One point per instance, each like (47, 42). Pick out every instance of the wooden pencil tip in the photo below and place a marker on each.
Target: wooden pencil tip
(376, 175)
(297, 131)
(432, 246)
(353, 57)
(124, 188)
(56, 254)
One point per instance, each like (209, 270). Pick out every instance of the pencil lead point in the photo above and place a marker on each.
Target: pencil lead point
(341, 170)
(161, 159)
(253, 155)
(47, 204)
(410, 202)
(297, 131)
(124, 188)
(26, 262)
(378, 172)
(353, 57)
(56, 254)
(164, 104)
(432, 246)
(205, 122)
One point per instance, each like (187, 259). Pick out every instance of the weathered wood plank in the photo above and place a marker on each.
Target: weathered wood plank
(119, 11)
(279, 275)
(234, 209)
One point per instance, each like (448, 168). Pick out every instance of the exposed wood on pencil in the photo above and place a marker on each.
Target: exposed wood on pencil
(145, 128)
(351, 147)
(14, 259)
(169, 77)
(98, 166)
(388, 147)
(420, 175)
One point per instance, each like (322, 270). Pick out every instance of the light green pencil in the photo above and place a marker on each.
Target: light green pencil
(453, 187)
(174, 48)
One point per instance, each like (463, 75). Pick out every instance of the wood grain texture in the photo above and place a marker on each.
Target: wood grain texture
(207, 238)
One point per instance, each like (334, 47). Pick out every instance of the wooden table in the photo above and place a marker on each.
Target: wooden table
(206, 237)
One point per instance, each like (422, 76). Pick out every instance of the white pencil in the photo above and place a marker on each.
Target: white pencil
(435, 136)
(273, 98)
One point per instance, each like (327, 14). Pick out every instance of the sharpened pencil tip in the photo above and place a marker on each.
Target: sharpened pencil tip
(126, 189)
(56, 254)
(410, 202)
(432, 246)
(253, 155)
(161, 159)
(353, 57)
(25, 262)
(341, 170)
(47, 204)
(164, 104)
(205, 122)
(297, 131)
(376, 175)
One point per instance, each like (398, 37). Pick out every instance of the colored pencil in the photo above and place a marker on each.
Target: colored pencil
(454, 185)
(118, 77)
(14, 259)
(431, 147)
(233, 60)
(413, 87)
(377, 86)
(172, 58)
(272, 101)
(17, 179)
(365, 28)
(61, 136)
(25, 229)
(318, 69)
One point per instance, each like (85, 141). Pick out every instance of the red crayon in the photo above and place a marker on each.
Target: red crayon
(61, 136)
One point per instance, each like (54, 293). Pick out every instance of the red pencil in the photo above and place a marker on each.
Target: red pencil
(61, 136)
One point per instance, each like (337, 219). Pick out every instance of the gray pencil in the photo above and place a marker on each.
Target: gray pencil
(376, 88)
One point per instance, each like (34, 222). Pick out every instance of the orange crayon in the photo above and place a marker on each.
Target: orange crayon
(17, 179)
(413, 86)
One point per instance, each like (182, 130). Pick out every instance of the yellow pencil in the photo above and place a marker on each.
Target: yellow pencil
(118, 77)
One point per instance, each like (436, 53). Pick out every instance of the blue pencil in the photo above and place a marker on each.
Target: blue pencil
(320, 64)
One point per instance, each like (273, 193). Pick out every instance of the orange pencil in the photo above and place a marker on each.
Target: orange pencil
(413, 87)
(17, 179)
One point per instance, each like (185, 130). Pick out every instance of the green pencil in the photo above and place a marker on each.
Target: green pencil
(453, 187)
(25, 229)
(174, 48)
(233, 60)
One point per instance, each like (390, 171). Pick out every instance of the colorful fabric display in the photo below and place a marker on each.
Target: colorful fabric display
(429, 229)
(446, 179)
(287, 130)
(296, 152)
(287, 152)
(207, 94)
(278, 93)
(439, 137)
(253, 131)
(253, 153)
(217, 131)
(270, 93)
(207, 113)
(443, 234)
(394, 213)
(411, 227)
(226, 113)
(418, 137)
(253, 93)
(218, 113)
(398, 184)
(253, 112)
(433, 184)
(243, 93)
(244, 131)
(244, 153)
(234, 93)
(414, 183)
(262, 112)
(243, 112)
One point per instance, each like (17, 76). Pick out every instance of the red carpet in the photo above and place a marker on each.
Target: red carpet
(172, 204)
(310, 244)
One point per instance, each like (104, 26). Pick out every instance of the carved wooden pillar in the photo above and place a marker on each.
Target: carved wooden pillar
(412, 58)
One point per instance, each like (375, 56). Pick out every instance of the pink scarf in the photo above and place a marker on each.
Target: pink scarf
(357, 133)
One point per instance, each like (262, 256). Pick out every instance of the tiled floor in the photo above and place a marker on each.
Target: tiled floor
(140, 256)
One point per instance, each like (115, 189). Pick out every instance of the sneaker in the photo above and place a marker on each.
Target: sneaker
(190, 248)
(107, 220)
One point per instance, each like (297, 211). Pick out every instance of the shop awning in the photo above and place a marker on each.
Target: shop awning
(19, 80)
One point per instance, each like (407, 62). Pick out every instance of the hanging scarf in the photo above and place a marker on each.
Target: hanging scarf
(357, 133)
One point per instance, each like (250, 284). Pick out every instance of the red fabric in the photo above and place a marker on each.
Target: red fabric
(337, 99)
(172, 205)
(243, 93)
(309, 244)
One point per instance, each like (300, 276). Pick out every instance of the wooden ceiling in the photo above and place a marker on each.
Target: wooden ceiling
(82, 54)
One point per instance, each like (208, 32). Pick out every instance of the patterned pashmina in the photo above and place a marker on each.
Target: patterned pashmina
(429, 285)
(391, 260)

*Task statement*
Please copy the line that contains "One point per instance, each like (300, 276)." and each line after it through the end of the records, exactly, and no other lines.

*Exercise response*
One point per instance, each like (300, 276). Pick out every instance of the wooden ceiling in the photo above and place a marker on each.
Target: wooden ceiling
(82, 54)
One point per instance, each like (208, 32). Pick out every instance of the patterned pashmina in the photo above and place a marker on each.
Target: patterned pashmina
(429, 285)
(391, 260)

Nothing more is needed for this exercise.